**Passage to read:**
Re: Redesigning checkpoint_segments

From: Josh Berkus <josh(at)agliodbs(dot)com>
To: pgsql-hackers(at)postgresql(dot)org
Subject: Re: Redesigning checkpoint_segments
Date: 2013-06-05 20:16:05
Message-ID: 51AF9C85.5080700@agliodbs.com
Views: Raw Message | Whole Thread | Download mbox | Resend email
Thread:
Lists: pgsql-hackers

Heikki,

> We shouldn't impose that calculation on the user. It
> should be possible to just specify "checkpoint_segments=512MB", and the
> system would initiate checkpoints so that the total size of WAL in
> pg_xlog stays below 512MB.

Agreed.

> For limiting the time required to recover after crash,
> checkpoint_segments is awkward because it's difficult to calculate how
> long recovery will take, given checkpoint_segments=X. A bulk load can
> use up segments really fast, and recovery will be fast, while segments
> full of random deletions can need a lot of random I/O to replay, and
> take a long time. IMO checkpoint_timeout is a much better way to control
> that, although it's not perfect either.

This is true, but I don't see that your proposal changes this at all
(for the better or for the worse).

> A third point is that even if you have 10 GB of disk space reserved for
> WAL, you don't want to actually consume all that 10 GB, if it's not
> required to run the database smoothly.

Agreed.

> I propose that we do something similar, but not exactly the same. Let's
> have a setting, max_wal_size, to control the max. disk space reserved
> for WAL. Once that's reached (or you get close enough, so that there are
> still some segments left to consume while the checkpoint runs), a
> checkpoint is triggered.

Refinement of the proposal:

1. max_wal_size is a hard limit
2. checkpointing targets 50% of ( max_wal_size - wal_keep_segments )
to avoid lockup if checkpoint takes longer than expected.
3. wal_keep_segments is taken out of max_wal_size.

**To-do list:**
a - Answer these questions about the checkpoint_segments post:
(i) What setting does the quoted proposal introduce to control the maximum disk space reserved for WAL?
(ii) Which setting does the quoted text call a much better way to control recovery time after a crash?
(iii) In the refined proposal, what does checkpointing target?
b - Can you write out the part of the checkpoint_segments post that begins at the words "This is true, but" and stops after the words "the database smoothly."?
The data that follows has no connection to the checkpoint_segments post.

**Supplied information:**
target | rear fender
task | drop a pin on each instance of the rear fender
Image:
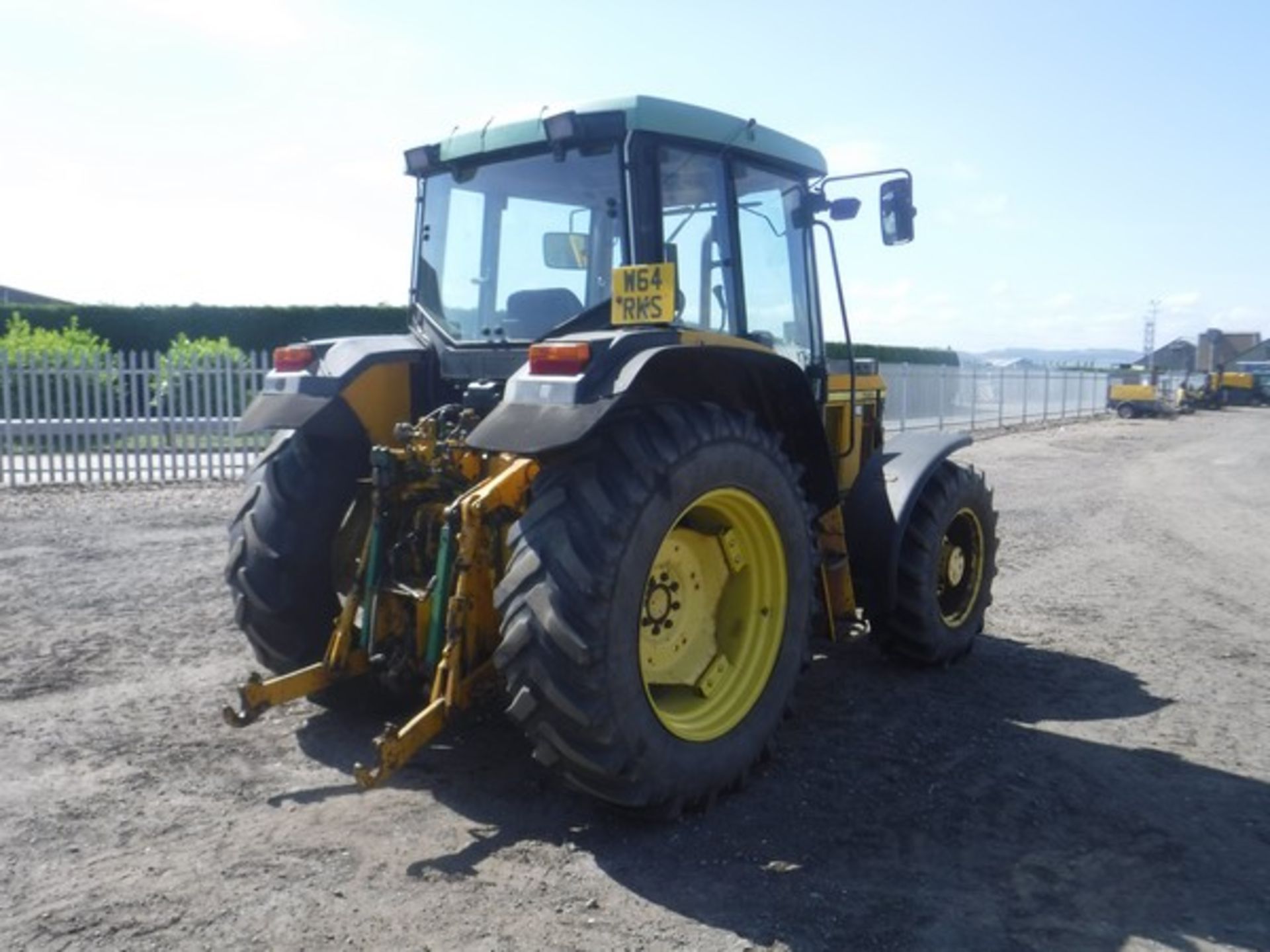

**Solutions per task:**
a -
(i) max_wal_size
(ii) checkpoint_timeout
(iii) 50% of ( max_wal_size - wal_keep_segments )

b -
This is true, but I don't see that your proposal changes this at all
(for the better or for the worse).

> A third point is that even if you have 10 GB of disk space reserved for
> WAL, you don't want to actually consume all that 10 GB, if it's not
> required to run the database smoothly.